TASK BRIEF =>
Print the lines of the records between the line holding "the black window frame" and the line holding "<point>475,73</point>", inclusive, copying each one exactly.

-*-

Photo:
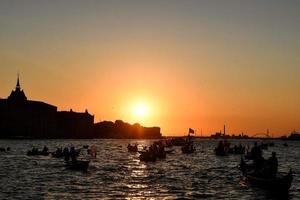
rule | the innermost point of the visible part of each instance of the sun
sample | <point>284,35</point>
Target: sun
<point>140,110</point>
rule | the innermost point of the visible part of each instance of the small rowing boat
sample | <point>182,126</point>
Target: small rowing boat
<point>80,165</point>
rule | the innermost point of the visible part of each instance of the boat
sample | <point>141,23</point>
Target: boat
<point>80,165</point>
<point>188,148</point>
<point>37,153</point>
<point>276,185</point>
<point>132,148</point>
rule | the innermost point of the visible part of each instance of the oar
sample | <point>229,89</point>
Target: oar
<point>233,168</point>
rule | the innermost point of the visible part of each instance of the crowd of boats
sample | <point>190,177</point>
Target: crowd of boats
<point>71,156</point>
<point>255,169</point>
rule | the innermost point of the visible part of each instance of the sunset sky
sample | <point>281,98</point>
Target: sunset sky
<point>173,64</point>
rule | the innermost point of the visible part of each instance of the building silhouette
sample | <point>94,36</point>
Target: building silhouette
<point>23,118</point>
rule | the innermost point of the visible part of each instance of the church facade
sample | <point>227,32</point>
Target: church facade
<point>23,118</point>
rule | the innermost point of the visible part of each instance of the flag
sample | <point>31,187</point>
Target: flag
<point>191,131</point>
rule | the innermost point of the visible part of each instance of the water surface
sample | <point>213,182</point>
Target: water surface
<point>117,174</point>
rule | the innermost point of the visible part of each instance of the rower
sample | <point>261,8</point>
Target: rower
<point>273,165</point>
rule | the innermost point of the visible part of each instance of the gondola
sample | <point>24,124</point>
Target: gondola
<point>37,153</point>
<point>79,165</point>
<point>187,149</point>
<point>147,156</point>
<point>132,148</point>
<point>276,185</point>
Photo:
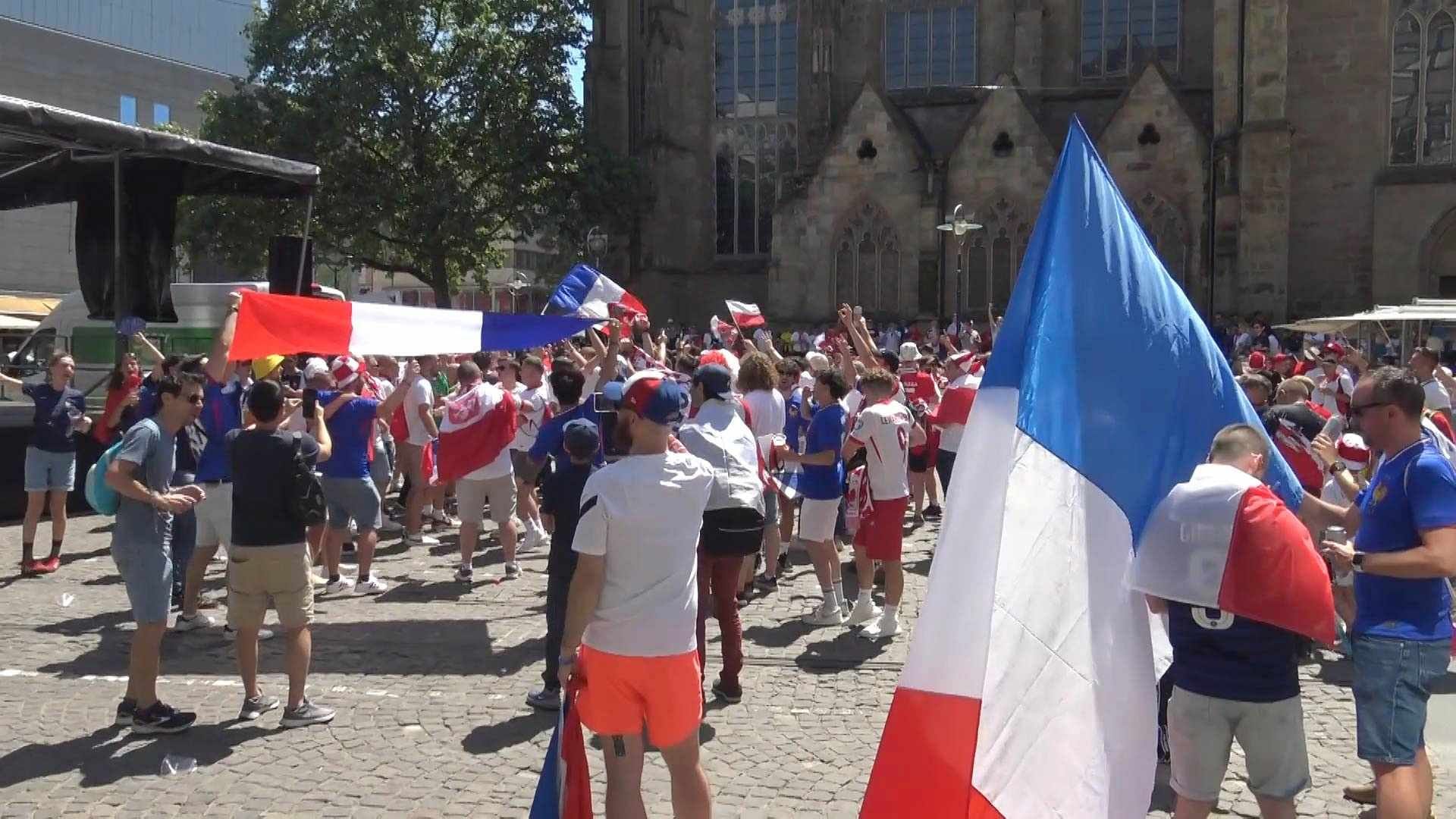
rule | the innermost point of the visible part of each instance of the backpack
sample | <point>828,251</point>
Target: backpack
<point>306,502</point>
<point>99,494</point>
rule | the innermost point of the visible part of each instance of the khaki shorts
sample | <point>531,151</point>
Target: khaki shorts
<point>258,576</point>
<point>472,496</point>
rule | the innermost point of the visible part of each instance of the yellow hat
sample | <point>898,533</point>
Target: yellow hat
<point>264,366</point>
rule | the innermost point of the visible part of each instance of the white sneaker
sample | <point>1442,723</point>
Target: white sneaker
<point>887,626</point>
<point>194,623</point>
<point>864,613</point>
<point>824,615</point>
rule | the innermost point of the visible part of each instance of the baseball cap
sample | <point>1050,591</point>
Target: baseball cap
<point>347,371</point>
<point>715,381</point>
<point>650,394</point>
<point>265,365</point>
<point>582,438</point>
<point>315,368</point>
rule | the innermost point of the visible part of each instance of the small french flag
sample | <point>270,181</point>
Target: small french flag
<point>745,315</point>
<point>588,293</point>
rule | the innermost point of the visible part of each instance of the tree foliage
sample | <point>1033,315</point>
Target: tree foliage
<point>440,127</point>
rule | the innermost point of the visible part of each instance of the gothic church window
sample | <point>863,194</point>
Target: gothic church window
<point>932,47</point>
<point>756,136</point>
<point>1122,34</point>
<point>868,264</point>
<point>1423,86</point>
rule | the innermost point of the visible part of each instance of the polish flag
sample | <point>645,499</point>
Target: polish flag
<point>270,325</point>
<point>478,426</point>
<point>746,315</point>
<point>1028,689</point>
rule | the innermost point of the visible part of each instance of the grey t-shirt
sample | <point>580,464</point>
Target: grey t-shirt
<point>155,455</point>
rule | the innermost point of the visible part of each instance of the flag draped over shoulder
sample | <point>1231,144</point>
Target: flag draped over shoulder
<point>270,325</point>
<point>478,426</point>
<point>1030,687</point>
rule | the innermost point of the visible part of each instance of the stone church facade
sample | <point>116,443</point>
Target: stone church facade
<point>1285,156</point>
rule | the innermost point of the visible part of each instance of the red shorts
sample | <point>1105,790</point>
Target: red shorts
<point>880,531</point>
<point>622,694</point>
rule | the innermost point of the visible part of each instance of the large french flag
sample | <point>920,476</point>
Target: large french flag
<point>478,426</point>
<point>564,792</point>
<point>270,325</point>
<point>588,293</point>
<point>1030,687</point>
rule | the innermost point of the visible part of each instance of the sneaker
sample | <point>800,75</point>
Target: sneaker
<point>262,632</point>
<point>255,707</point>
<point>884,627</point>
<point>162,719</point>
<point>545,700</point>
<point>864,613</point>
<point>826,615</point>
<point>306,714</point>
<point>731,695</point>
<point>194,623</point>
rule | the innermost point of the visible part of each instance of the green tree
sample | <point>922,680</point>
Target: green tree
<point>440,127</point>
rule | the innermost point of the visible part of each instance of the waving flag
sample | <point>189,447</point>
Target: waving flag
<point>478,426</point>
<point>746,315</point>
<point>564,792</point>
<point>1028,689</point>
<point>588,293</point>
<point>270,325</point>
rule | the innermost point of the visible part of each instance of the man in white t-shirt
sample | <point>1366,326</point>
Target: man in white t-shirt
<point>419,419</point>
<point>1423,363</point>
<point>494,483</point>
<point>886,430</point>
<point>632,608</point>
<point>529,385</point>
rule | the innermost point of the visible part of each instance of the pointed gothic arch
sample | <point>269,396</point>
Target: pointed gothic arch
<point>1168,232</point>
<point>868,261</point>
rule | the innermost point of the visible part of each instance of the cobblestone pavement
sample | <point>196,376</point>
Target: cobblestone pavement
<point>428,681</point>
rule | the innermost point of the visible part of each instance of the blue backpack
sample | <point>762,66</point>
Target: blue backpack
<point>98,493</point>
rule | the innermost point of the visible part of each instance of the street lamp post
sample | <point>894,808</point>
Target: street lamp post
<point>960,226</point>
<point>598,243</point>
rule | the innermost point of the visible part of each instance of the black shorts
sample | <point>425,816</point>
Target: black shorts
<point>921,463</point>
<point>730,532</point>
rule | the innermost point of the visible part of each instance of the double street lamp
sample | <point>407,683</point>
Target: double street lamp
<point>960,226</point>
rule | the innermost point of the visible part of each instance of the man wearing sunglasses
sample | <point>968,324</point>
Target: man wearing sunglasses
<point>1404,548</point>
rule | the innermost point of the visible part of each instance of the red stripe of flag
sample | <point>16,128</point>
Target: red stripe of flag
<point>270,325</point>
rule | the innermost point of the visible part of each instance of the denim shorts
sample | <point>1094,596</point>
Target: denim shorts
<point>1392,684</point>
<point>47,471</point>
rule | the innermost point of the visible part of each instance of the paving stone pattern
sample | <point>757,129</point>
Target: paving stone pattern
<point>428,681</point>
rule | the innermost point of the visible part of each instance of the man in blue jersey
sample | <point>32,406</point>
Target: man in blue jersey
<point>1404,550</point>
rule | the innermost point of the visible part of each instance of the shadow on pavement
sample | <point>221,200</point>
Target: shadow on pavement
<point>523,727</point>
<point>397,648</point>
<point>101,760</point>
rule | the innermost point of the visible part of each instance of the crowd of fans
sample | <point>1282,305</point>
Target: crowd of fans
<point>670,474</point>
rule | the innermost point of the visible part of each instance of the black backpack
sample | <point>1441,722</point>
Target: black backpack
<point>306,500</point>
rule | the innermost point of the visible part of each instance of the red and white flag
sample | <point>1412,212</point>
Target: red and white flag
<point>478,426</point>
<point>745,315</point>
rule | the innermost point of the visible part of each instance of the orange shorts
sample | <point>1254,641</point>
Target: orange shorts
<point>880,532</point>
<point>622,694</point>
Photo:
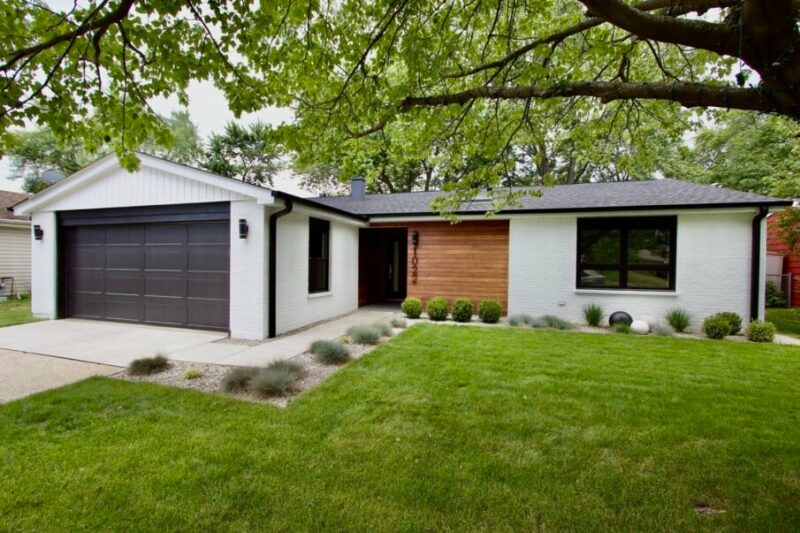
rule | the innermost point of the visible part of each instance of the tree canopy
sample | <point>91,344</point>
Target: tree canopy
<point>471,83</point>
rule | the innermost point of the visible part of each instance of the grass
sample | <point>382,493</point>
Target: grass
<point>787,321</point>
<point>536,429</point>
<point>14,312</point>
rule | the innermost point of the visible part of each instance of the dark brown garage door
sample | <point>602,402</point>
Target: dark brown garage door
<point>164,273</point>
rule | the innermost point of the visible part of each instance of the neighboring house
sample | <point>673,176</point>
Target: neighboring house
<point>778,251</point>
<point>177,246</point>
<point>15,244</point>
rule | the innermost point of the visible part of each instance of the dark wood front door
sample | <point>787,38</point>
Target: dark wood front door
<point>167,273</point>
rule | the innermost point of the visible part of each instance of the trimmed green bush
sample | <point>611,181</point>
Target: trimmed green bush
<point>552,321</point>
<point>412,307</point>
<point>272,381</point>
<point>490,311</point>
<point>716,327</point>
<point>399,323</point>
<point>238,379</point>
<point>759,331</point>
<point>462,310</point>
<point>679,319</point>
<point>734,321</point>
<point>193,372</point>
<point>437,309</point>
<point>148,365</point>
<point>593,313</point>
<point>364,334</point>
<point>330,352</point>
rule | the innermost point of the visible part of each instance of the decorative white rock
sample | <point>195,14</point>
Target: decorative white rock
<point>650,319</point>
<point>641,327</point>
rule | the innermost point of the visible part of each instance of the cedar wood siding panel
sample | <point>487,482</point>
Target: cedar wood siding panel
<point>465,260</point>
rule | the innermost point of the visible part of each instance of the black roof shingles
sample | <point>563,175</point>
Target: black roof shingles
<point>611,196</point>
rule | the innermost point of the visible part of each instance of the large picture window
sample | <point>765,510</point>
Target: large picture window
<point>319,232</point>
<point>626,253</point>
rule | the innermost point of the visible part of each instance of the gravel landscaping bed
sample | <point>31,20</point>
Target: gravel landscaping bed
<point>211,380</point>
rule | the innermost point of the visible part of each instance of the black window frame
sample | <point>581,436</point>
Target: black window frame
<point>323,262</point>
<point>624,225</point>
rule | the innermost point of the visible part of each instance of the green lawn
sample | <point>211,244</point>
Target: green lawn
<point>442,428</point>
<point>786,321</point>
<point>13,312</point>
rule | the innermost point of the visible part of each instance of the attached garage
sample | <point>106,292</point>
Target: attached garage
<point>166,265</point>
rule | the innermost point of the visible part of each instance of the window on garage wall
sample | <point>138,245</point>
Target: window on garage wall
<point>635,253</point>
<point>319,232</point>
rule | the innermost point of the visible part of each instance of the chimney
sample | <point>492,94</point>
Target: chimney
<point>358,188</point>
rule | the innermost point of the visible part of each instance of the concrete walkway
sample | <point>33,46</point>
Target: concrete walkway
<point>23,374</point>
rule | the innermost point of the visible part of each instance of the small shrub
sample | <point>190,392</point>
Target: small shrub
<point>520,320</point>
<point>661,330</point>
<point>490,311</point>
<point>193,372</point>
<point>734,321</point>
<point>554,322</point>
<point>330,352</point>
<point>437,309</point>
<point>775,296</point>
<point>716,327</point>
<point>679,319</point>
<point>759,331</point>
<point>364,334</point>
<point>272,381</point>
<point>399,323</point>
<point>148,365</point>
<point>412,307</point>
<point>593,313</point>
<point>238,379</point>
<point>462,310</point>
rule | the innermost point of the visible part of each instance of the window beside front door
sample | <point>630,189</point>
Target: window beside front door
<point>319,232</point>
<point>626,253</point>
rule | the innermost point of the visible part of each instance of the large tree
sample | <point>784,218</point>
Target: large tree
<point>475,73</point>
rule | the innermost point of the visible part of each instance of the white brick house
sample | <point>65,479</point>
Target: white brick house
<point>178,246</point>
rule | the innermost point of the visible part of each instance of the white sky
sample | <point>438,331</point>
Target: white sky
<point>209,110</point>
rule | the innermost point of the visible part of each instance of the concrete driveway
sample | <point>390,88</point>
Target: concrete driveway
<point>22,374</point>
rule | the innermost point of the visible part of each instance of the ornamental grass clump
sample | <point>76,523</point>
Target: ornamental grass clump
<point>462,310</point>
<point>490,311</point>
<point>330,352</point>
<point>759,331</point>
<point>679,319</point>
<point>593,313</point>
<point>412,307</point>
<point>364,334</point>
<point>148,365</point>
<point>437,309</point>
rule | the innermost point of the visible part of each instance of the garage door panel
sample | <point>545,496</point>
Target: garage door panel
<point>164,273</point>
<point>124,283</point>
<point>165,284</point>
<point>211,257</point>
<point>165,257</point>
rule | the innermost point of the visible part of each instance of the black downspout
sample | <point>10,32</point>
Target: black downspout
<point>273,260</point>
<point>755,269</point>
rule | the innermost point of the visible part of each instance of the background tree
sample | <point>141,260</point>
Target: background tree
<point>246,153</point>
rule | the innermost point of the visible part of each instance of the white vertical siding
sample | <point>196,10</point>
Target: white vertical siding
<point>15,255</point>
<point>712,269</point>
<point>295,306</point>
<point>147,186</point>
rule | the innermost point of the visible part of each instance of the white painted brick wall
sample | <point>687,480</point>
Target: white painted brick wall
<point>249,283</point>
<point>712,269</point>
<point>295,306</point>
<point>44,265</point>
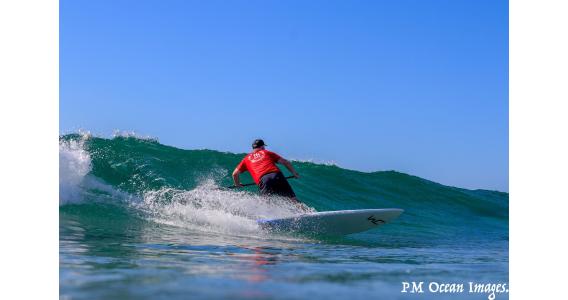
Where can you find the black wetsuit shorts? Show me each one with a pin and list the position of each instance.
(275, 184)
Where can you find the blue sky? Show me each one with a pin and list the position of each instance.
(419, 87)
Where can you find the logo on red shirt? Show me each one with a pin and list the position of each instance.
(259, 163)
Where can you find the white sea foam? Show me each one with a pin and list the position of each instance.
(206, 207)
(210, 208)
(75, 182)
(74, 165)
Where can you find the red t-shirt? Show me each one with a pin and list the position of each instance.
(259, 163)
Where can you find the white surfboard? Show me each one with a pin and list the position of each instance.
(339, 222)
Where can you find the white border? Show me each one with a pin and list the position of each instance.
(538, 143)
(29, 87)
(29, 124)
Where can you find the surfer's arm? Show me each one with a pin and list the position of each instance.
(288, 166)
(236, 178)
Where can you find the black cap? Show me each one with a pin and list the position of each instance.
(258, 143)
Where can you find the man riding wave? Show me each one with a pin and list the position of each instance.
(261, 164)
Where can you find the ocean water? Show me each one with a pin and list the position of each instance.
(142, 220)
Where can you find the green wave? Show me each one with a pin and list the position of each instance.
(135, 166)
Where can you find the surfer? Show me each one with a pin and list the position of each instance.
(261, 164)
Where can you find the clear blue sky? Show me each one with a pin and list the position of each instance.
(415, 86)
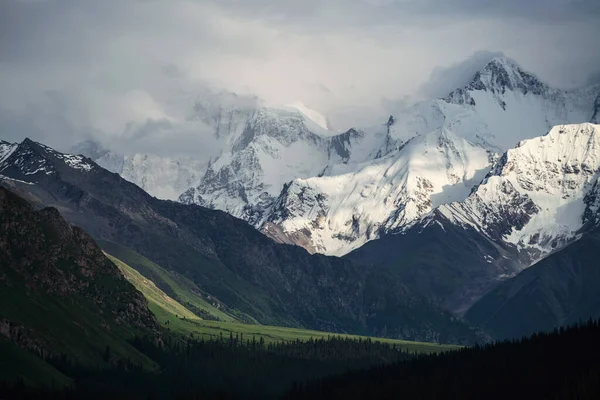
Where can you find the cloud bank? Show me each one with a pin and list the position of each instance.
(73, 69)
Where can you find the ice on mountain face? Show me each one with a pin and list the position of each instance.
(6, 149)
(537, 197)
(311, 114)
(275, 147)
(350, 205)
(504, 105)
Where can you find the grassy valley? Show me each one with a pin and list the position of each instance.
(177, 319)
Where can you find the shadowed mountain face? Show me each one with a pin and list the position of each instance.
(226, 257)
(58, 288)
(560, 290)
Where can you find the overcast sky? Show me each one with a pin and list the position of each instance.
(72, 68)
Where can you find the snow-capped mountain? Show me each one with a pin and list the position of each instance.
(163, 177)
(435, 152)
(283, 171)
(536, 197)
(6, 150)
(354, 202)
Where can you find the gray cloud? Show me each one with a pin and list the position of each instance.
(75, 68)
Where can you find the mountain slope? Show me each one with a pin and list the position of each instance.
(434, 153)
(227, 258)
(284, 173)
(536, 196)
(175, 285)
(539, 197)
(60, 294)
(560, 290)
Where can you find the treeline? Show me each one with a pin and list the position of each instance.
(563, 364)
(225, 367)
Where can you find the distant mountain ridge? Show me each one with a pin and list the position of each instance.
(330, 192)
(226, 257)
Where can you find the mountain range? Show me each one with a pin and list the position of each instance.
(281, 170)
(227, 259)
(453, 210)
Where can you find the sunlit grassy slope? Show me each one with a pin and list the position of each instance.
(178, 287)
(178, 319)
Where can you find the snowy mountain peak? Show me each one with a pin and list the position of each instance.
(499, 76)
(536, 198)
(596, 116)
(503, 74)
(311, 114)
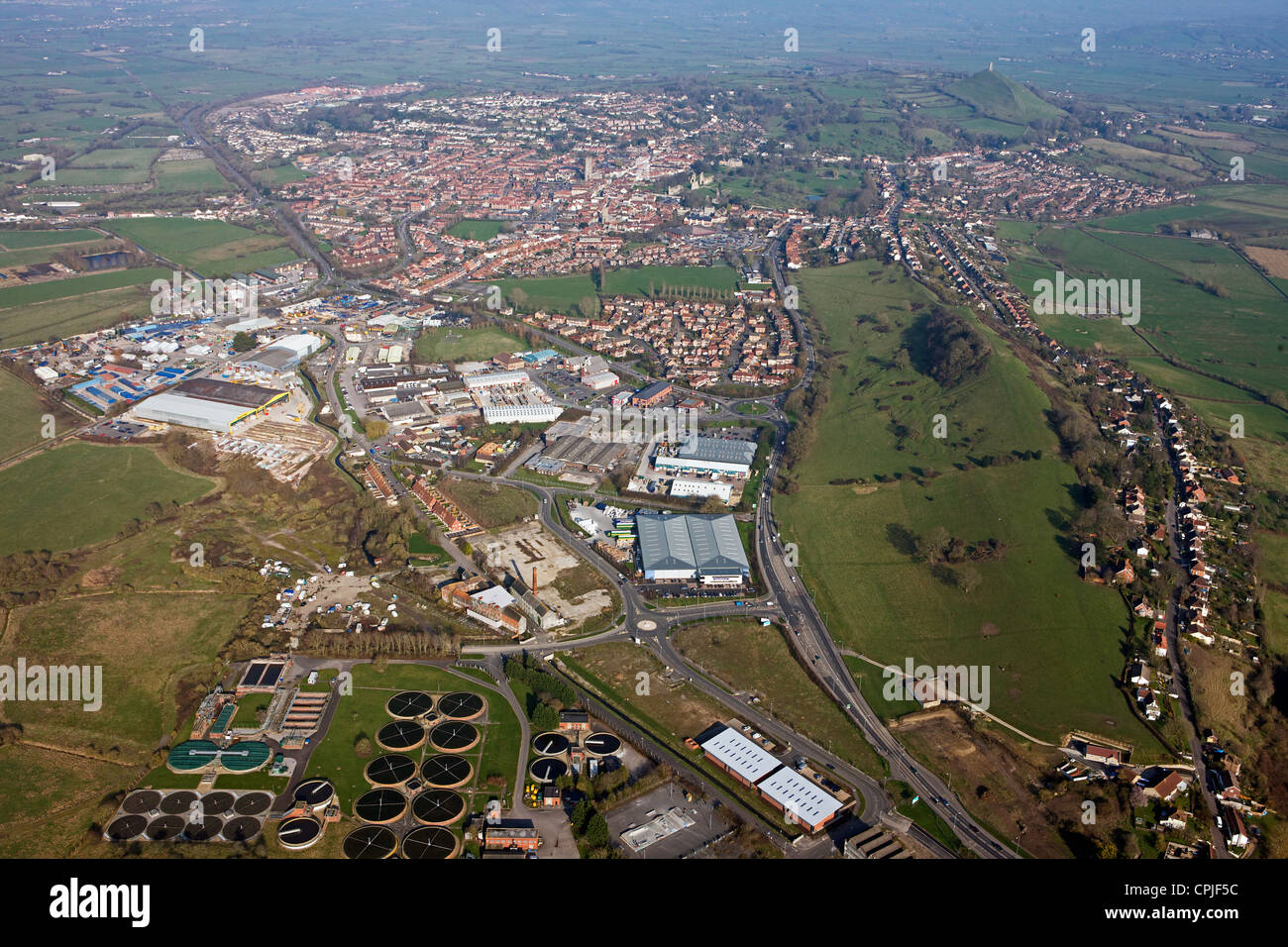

-*-

CORRECT OUTPUT =>
rule | the innermost point of the visible part of each instance of the black window frame
sample | <point>581,436</point>
Target: black window frame
<point>323,262</point>
<point>624,225</point>
rule | the innermost point of the visible part of each instance of the green lawn
sample | <point>211,244</point>
Target: green lawn
<point>442,428</point>
<point>786,321</point>
<point>13,312</point>
rule | the innermost point of the visible part of each instance of the attached garage
sample | <point>106,292</point>
Target: attached garage
<point>166,265</point>
rule | the innermost point of the visible part of each instance of the window on garage wall
sample | <point>138,245</point>
Target: window on garage wall
<point>635,253</point>
<point>319,232</point>
rule | the innermost point of the visible part of each instance of the chimney
sample | <point>492,94</point>
Target: chimney
<point>358,188</point>
rule | the innermost point of the visible part of each instance of the concrete walkway
sample | <point>33,46</point>
Target: concrete walkway
<point>23,374</point>
rule | the innermost point of the visible part of each instance of the small shrub
sample | <point>190,392</point>
Target: small shrub
<point>520,320</point>
<point>661,330</point>
<point>490,311</point>
<point>193,372</point>
<point>734,321</point>
<point>554,322</point>
<point>330,352</point>
<point>437,309</point>
<point>775,296</point>
<point>716,327</point>
<point>679,319</point>
<point>759,331</point>
<point>364,334</point>
<point>272,381</point>
<point>399,323</point>
<point>148,365</point>
<point>412,307</point>
<point>593,313</point>
<point>238,379</point>
<point>462,310</point>
rule | the innermost point of the visible part of each instance of the window beside front door
sample | <point>630,189</point>
Target: window beside front door
<point>319,232</point>
<point>626,253</point>
rule | the innermost point of the visible part of each instance of the large tree
sample | <point>784,218</point>
Target: large tree
<point>475,73</point>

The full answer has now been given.